→ **Task to carry out**
Pick out every line below that contains the word "sample" and copy each of those lines.

[Labeling entries for object positions]
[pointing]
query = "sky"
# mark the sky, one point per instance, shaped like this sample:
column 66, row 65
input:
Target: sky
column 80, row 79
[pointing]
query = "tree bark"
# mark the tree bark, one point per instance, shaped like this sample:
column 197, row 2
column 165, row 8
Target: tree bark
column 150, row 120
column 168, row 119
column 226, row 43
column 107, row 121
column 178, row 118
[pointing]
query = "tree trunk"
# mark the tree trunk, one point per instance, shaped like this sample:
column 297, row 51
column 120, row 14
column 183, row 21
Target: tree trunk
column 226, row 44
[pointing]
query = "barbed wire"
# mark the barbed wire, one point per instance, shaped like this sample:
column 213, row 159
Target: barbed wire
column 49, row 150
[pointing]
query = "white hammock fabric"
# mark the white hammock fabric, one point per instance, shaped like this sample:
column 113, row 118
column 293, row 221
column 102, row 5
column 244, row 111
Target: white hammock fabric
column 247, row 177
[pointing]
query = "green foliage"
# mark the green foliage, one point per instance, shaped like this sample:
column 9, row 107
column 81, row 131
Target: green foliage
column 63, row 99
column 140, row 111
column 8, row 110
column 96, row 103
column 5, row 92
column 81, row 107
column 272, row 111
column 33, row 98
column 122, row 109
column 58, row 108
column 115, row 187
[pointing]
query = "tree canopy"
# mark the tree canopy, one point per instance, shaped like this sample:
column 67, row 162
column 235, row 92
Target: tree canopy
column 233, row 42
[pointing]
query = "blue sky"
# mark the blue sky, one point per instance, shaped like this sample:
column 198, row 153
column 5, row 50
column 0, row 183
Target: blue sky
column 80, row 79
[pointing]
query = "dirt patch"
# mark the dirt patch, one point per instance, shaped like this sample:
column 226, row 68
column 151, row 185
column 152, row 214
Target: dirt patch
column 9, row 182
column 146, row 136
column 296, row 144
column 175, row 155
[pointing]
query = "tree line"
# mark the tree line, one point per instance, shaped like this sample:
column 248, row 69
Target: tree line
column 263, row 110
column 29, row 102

→ **Finished task**
# mark the sky, one point per instance, shaped like this sample:
# mark the tree bark, one point per instance, shaped like this sample:
# mark the tree trunk, one point per instance, shaped like this sample:
# mark the barbed wire, one point per instance, shaped like this sample:
# mark the white hammock fabric, one point per instance, shaped like this sample:
# mark the green foliage, one point per instance, shaped like this sample:
# mark the tree canopy, one point per instance, shaped like this sample:
# mark the blue sky, one point per instance, shaped like this sample:
# mark the dirt patch, one point per instance, shaped like this sample:
# mark the tree line, one point per instance, shaped like this sample:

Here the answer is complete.